> WHAT IS NEEDED:
Repeat the report on the American released by North Korea, everything from "The former president spent" down to "official exchange rate).", swapping "English teacher" out for "language instructor".
***** TEXT BLOCK
American freed by North Korea arrives back in US
Former US President Jimmy Carter has arrived back in the US with an American whose release by North Korea he won.
Mr Carter and Aijalon Gomes touched down in Boston, where their plane was met by Mr Gomes's family.
Mr Gomes, who had been living in South Korea, was jailed in January after crossing into North Korea from China.
The insular nation's state-run news agency said leader Kim Jong-il had granted the former president's request to "leniently forgive" Mr Gomes.
His friends and family applauded when the flight landed at Boston's airport shortly after at 1400 (1800 GMT) on Friday.
Mr Gomes, who appeared thin, embraced his mother and Mr Carter upon walking off the plane.
The former president spent two days in the North Korean capital, Pyongyang, before leaving with Mr Gomes, who had been working as an English teacher in South Korea.
Mr Gomes reportedly crossed the border from China into North Korea on 25 January. It is not clear why he entered the country.
The teacher, described by colleagues as a devout Christian, was also fined 70m won ($700,000; £460,000 at the official exchange rate).
He was visited by a US official and two doctors in a hospital in Pyongyang earlier this month. North Korea said in July that he had tried to kill himself.
The US state department said it welcomed Mr Gomes's release, but also stressed that Washington had played no official role in Mr Carter's trip.
"We appreciate former President Carter's humanitarian effort and welcome North Korea's decision to grant Mr Gomes special amnesty and allow him to return to the United States," state department spokesman Philip Crowley said.
Mr Gomes's family said in a statement shortly before his arrival in Boston that they felt "blessed" for Mr Carter's efforts.
"The Gomes family is enormously relieved and happy. We can't wait to get our arms around Aijalon," spokeswoman Thaleia Schlesinger said.
In visiting North Korea, Mr Carter is following in the footsteps of another former US President, Bill Clinton, who last year secured the release of two US journalists detained in North Korea for crossing the border.
Meanwhile, North Korea's official news agency, KCNA, reported that the number two leader, Kim Yong-nam, had told Mr Carter that the state might be willing to resume six-party talks aimed at putting an end to its nuclear ambitions.
Pyongyang has demanded that UN sanctions be lifted and the US agrees to talks on a peace treaty.
**********
***** DATA FOR REVIEW
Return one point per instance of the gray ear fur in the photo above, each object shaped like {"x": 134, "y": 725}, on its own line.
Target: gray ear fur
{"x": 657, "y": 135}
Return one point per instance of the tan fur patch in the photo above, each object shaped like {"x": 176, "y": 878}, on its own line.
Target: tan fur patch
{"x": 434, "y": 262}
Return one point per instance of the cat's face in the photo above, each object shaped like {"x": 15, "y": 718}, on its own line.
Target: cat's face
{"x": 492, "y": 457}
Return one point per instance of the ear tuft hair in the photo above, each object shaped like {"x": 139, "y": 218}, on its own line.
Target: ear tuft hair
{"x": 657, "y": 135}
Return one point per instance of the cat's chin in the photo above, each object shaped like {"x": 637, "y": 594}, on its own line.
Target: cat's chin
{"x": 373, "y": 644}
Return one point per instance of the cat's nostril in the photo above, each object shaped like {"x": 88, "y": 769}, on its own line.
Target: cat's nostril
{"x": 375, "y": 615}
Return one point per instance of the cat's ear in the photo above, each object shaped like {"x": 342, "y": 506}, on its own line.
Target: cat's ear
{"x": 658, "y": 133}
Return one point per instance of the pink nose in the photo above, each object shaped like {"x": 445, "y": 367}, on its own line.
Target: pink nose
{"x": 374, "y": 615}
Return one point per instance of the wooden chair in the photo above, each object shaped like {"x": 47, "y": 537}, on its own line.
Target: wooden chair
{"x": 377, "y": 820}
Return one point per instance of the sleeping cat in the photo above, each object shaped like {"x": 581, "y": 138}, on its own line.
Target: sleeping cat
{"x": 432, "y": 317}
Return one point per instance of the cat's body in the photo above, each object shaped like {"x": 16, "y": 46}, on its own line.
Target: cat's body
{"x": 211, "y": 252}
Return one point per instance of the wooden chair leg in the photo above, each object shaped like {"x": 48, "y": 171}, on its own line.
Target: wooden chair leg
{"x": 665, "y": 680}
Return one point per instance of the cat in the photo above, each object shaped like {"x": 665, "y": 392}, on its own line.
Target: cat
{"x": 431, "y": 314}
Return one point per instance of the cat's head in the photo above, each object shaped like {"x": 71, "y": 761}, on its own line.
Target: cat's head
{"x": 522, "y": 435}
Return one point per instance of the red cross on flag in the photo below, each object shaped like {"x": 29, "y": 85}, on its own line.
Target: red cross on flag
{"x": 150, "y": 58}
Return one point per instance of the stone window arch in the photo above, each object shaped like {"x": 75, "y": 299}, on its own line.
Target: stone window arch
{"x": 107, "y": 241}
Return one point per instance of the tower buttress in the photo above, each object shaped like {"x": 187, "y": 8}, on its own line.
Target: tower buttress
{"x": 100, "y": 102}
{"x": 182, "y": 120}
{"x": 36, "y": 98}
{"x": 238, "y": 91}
**********
> OUTPUT FOR THIS EXERCISE:
The former president spent two days in the North Korean capital, Pyongyang, before leaving with Mr Gomes, who had been working as an language instructor in South Korea.
Mr Gomes reportedly crossed the border from China into North Korea on 25 January. It is not clear why he entered the country.
The teacher, described by colleagues as a devout Christian, was also fined 70m won ($700,000; £460,000 at the official exchange rate).